Exactly as written, retype the lines that run from the line holding "Can you see the rider's" through the end of the records below. Do not include pictures.

* **TASK DATA**:
※ ※ ※

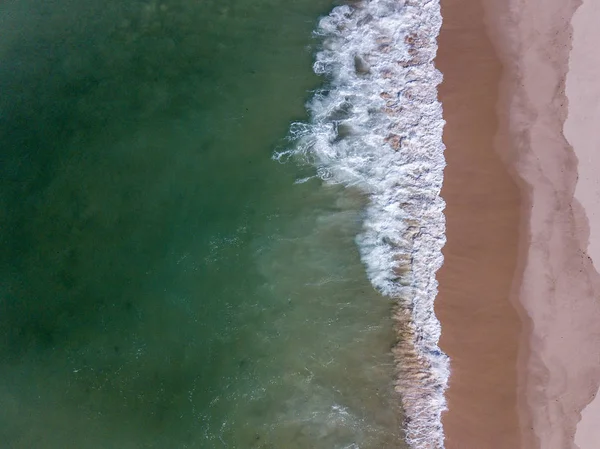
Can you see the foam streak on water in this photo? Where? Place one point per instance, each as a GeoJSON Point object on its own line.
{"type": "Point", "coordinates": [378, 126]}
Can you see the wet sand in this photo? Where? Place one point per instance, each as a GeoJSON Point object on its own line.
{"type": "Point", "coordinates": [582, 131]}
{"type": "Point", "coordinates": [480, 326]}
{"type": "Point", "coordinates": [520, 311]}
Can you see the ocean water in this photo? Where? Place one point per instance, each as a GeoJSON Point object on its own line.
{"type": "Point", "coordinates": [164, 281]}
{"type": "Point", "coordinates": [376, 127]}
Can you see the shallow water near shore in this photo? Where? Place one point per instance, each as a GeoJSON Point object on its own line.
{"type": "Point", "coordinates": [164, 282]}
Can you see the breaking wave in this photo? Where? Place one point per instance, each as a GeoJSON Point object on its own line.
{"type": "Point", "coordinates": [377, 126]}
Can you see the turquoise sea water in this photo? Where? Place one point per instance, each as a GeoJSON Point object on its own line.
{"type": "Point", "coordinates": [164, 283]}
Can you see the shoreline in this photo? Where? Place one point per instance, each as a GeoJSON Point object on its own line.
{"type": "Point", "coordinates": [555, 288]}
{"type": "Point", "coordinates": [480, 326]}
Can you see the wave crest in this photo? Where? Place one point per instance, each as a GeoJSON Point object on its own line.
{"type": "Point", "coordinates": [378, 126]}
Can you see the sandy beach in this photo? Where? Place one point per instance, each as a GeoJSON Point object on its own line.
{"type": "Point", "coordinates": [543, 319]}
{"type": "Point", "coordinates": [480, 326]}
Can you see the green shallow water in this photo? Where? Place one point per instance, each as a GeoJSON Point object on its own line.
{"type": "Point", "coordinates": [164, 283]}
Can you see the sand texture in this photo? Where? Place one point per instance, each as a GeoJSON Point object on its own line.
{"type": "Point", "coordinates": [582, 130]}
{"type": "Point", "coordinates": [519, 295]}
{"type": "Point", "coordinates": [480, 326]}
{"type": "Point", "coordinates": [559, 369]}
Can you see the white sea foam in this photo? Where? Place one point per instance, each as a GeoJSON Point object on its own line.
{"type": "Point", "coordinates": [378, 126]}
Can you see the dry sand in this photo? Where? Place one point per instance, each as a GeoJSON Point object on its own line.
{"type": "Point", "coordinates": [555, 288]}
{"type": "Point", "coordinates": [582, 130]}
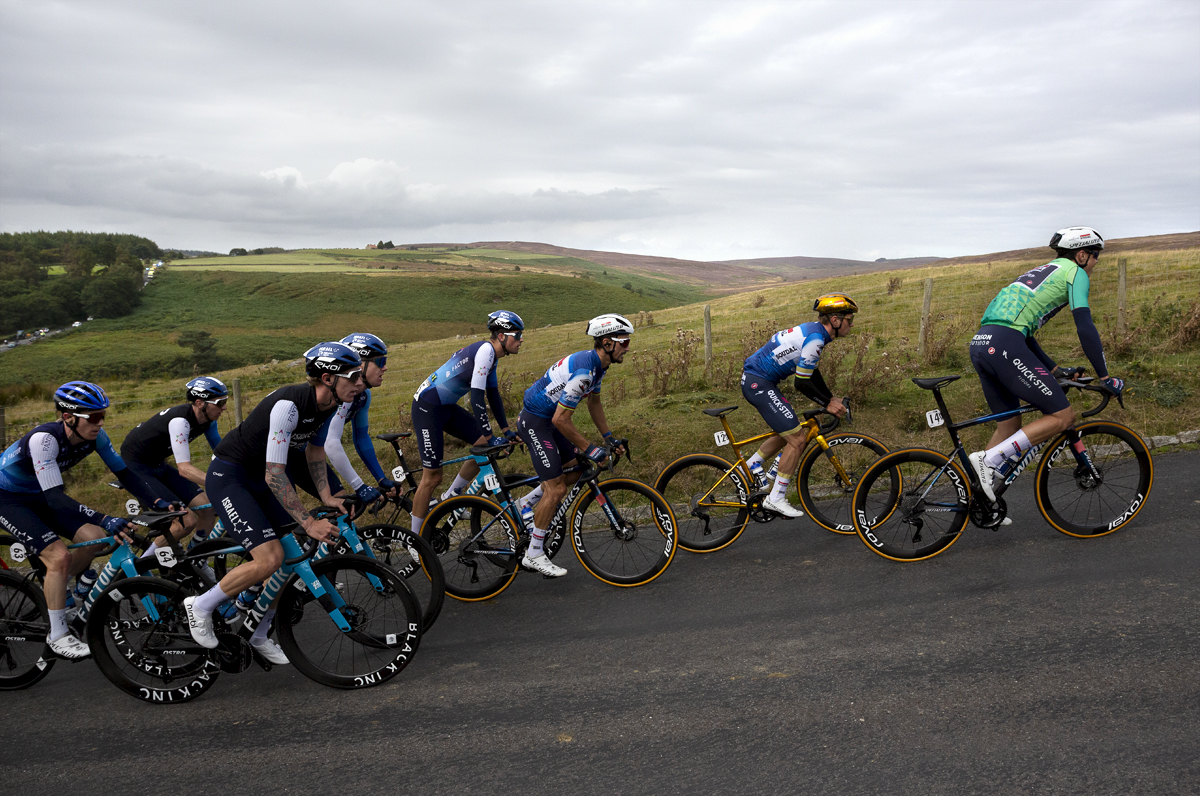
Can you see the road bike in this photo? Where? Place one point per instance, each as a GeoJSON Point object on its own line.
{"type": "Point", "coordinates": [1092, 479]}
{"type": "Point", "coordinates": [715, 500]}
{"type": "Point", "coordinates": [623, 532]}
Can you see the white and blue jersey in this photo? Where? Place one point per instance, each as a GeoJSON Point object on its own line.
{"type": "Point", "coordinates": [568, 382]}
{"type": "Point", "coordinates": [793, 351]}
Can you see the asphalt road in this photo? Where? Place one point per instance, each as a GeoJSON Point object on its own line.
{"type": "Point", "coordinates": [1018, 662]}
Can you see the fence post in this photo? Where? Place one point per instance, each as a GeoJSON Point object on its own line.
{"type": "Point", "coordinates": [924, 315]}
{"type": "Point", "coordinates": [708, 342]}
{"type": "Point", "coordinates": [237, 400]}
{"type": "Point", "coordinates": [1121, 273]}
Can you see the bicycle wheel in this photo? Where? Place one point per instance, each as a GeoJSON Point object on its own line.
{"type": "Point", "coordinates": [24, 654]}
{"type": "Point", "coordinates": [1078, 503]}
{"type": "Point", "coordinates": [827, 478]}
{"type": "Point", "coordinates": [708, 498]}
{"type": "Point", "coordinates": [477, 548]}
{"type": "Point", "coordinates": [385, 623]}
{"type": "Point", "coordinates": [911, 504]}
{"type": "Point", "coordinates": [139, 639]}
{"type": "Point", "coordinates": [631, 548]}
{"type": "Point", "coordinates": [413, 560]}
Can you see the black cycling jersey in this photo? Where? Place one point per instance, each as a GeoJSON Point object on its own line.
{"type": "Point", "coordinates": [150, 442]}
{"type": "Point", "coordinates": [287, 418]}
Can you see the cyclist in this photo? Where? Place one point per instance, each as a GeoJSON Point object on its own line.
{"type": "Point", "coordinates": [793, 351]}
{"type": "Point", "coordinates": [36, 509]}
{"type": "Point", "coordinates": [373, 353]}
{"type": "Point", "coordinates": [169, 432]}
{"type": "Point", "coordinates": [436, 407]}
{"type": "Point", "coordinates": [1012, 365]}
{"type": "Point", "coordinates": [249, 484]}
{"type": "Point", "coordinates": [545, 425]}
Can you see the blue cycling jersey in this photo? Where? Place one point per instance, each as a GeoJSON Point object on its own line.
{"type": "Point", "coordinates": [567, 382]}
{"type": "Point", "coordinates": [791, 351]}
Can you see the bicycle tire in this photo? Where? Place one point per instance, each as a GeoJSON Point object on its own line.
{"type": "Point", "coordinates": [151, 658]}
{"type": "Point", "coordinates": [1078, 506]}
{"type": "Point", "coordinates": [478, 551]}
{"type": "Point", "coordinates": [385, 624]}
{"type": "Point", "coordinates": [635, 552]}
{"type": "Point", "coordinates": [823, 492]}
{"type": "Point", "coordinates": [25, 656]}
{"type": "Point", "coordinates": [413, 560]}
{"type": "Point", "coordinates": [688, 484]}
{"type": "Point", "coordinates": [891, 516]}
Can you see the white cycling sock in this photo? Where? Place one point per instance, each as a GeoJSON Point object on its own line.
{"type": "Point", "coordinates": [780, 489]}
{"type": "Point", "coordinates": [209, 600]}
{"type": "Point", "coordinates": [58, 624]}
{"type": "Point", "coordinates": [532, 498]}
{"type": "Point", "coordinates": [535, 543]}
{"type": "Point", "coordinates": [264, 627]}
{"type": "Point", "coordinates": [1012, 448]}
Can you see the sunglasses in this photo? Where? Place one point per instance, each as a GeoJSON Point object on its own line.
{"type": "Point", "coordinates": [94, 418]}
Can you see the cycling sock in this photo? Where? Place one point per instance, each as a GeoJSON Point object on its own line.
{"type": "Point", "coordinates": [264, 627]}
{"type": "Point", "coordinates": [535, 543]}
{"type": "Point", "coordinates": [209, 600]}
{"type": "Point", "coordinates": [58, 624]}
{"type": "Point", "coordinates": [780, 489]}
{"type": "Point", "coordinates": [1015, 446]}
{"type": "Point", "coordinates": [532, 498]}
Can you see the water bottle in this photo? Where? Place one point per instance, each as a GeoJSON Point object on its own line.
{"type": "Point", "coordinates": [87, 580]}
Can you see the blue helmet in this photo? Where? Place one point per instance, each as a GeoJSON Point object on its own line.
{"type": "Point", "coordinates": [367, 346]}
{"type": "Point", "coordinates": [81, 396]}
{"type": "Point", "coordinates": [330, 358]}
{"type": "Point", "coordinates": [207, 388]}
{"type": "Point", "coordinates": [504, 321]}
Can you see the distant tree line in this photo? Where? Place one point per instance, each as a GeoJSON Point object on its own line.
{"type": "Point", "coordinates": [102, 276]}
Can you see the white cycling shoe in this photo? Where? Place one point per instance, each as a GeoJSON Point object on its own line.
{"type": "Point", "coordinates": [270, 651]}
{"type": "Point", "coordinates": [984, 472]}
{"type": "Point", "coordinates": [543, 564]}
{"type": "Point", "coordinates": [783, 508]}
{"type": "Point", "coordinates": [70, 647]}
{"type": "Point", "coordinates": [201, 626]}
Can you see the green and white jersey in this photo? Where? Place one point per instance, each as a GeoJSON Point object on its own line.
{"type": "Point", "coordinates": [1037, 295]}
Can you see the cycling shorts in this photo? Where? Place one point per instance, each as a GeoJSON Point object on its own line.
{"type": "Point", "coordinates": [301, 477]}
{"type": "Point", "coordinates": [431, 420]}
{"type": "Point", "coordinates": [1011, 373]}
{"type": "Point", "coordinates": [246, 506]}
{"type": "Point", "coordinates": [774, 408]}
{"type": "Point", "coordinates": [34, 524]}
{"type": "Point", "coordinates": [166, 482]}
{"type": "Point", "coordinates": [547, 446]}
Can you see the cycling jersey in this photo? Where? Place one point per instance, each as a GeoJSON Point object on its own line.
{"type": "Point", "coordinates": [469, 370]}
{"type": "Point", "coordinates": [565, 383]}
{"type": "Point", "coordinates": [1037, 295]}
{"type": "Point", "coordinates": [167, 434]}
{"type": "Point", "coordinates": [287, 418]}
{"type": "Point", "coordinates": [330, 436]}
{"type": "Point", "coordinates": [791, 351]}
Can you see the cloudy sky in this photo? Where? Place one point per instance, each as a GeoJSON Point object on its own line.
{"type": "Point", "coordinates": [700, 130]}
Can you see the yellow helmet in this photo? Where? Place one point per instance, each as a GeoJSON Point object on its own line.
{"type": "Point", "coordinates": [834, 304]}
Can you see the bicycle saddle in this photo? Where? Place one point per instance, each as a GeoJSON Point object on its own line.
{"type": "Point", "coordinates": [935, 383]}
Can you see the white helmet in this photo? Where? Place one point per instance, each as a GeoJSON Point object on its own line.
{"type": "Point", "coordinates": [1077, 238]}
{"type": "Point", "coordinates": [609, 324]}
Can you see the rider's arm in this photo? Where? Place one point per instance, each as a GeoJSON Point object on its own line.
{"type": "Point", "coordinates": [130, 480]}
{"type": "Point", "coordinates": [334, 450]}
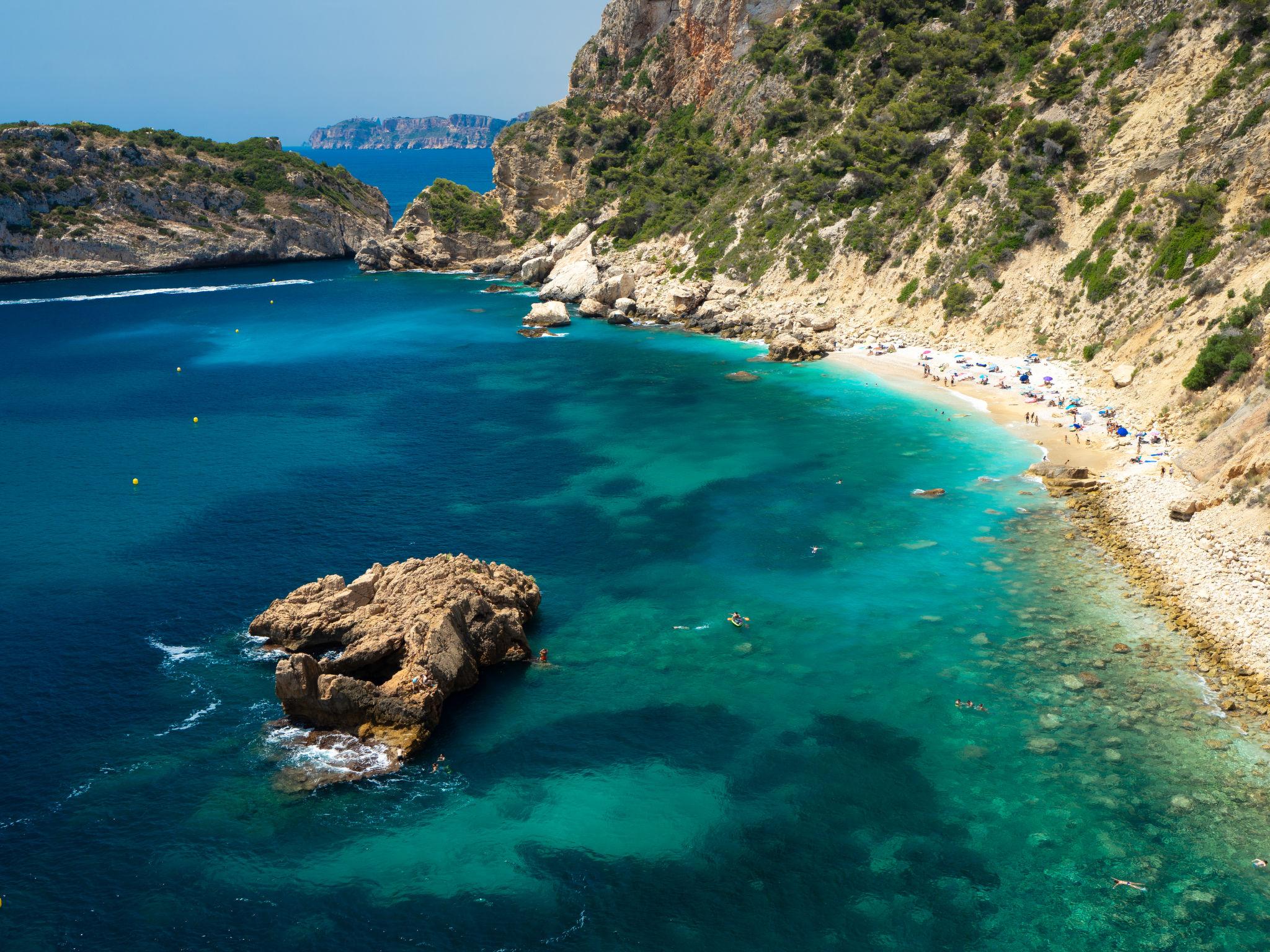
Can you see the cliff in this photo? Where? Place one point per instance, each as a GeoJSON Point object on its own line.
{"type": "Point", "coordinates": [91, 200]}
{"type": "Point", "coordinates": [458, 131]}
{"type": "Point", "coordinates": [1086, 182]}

※ ※ ※

* **EXERCISE RESULT**:
Can you see the rider's arm in this photo? Where? Place one point per instance, each as a GeoJSON Point object on its own line.
{"type": "Point", "coordinates": [130, 480]}
{"type": "Point", "coordinates": [334, 450]}
Can you see the cliff in this photo? Where? Place one point per instance, each as a GeoJSON Point object on its own line.
{"type": "Point", "coordinates": [91, 200]}
{"type": "Point", "coordinates": [458, 131]}
{"type": "Point", "coordinates": [1086, 182]}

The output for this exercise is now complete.